*** Opening Recorded data ***

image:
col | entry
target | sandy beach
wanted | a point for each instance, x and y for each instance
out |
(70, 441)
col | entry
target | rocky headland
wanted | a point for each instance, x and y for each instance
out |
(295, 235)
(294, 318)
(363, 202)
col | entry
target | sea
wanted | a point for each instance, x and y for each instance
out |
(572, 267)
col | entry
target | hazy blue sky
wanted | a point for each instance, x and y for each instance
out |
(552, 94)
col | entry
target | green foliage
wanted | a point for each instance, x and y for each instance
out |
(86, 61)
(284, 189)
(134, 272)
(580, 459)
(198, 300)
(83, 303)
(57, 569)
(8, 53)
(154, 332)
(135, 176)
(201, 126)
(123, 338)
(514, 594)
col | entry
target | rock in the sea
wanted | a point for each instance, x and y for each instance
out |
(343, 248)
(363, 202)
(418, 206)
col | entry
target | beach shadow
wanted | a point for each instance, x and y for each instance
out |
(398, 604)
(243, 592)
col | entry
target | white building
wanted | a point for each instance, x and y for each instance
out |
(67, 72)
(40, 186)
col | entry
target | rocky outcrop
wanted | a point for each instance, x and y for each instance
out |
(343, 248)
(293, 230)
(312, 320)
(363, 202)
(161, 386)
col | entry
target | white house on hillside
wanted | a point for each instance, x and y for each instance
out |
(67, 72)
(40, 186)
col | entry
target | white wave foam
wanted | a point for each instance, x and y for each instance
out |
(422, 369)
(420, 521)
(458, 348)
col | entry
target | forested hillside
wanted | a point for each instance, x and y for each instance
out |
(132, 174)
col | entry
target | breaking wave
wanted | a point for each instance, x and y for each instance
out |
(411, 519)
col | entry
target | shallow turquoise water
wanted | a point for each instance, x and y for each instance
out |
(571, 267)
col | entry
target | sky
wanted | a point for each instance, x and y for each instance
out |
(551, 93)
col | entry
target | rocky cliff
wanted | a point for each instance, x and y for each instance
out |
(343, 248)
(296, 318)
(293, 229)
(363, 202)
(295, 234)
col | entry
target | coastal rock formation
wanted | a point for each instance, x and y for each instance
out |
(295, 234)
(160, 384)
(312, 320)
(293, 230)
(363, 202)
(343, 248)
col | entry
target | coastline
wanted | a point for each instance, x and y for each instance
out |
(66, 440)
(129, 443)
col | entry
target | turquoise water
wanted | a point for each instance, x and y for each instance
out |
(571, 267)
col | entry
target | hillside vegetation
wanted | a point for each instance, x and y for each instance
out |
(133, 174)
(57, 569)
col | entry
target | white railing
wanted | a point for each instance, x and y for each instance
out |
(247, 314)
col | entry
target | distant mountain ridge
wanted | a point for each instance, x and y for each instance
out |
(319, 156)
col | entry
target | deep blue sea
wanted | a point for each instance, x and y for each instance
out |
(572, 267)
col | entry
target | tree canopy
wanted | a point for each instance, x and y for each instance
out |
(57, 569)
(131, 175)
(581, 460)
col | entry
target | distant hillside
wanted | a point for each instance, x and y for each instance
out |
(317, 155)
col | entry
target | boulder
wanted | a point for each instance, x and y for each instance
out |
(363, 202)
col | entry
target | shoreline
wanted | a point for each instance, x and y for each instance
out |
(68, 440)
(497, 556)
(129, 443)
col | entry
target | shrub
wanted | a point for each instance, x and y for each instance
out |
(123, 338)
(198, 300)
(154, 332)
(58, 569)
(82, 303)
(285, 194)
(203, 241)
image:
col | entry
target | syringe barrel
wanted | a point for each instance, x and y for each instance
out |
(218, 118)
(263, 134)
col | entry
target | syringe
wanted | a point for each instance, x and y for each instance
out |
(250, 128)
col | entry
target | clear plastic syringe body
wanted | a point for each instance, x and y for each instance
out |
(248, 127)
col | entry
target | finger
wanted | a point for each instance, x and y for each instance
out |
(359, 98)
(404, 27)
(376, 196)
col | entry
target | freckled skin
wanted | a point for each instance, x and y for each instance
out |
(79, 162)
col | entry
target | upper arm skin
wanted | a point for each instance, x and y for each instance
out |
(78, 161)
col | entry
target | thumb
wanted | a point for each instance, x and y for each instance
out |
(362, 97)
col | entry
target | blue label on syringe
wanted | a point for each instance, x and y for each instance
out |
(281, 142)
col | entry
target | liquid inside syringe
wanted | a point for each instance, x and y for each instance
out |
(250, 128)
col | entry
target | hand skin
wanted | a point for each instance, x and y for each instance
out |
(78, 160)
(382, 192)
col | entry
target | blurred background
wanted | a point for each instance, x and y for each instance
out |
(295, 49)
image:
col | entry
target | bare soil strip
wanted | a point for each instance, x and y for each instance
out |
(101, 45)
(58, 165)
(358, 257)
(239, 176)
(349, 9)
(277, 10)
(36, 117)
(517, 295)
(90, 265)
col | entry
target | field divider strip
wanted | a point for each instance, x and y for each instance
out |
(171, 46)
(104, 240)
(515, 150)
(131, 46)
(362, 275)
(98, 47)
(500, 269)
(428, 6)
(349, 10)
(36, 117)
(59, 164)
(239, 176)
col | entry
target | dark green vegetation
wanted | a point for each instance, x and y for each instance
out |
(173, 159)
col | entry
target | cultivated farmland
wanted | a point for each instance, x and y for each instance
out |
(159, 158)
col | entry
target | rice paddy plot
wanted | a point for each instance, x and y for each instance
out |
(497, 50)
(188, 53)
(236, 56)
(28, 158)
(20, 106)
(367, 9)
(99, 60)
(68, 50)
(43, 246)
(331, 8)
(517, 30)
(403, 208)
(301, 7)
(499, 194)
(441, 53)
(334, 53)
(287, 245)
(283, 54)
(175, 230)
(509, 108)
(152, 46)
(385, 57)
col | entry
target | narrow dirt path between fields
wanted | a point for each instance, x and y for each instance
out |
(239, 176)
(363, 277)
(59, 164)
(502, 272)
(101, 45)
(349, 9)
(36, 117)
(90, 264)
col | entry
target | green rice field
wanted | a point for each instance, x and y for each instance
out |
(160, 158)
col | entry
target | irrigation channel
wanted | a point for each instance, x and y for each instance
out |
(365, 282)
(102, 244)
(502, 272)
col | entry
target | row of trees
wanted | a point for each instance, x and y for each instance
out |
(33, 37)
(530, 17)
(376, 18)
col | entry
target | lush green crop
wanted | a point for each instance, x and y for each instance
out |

*** Closing Recorded data ***

Repeat, without changes, every line from the one that contains "target | narrow dirt path between fields" through the final line of the data.

**Result for this exercise**
target | narrow dirt path between fields
wanted | a point for each instance, x and y for each instance
out |
(239, 176)
(363, 277)
(59, 164)
(502, 272)
(101, 45)
(349, 9)
(36, 117)
(90, 264)
col | entry
target | green rice field
wanted | a point for each instance, x and y for each instance
out |
(160, 158)
col | entry
target | irrigation channel
wanted | a point for each instance, x and y for each instance
out |
(365, 282)
(102, 244)
(502, 272)
col | entry
target | row of trees
wanted | a point for each instance, x and y for each instance
out |
(33, 37)
(530, 17)
(376, 18)
col | entry
target | lush green crop
wanted | a point for each instance, x and y for each instance
out |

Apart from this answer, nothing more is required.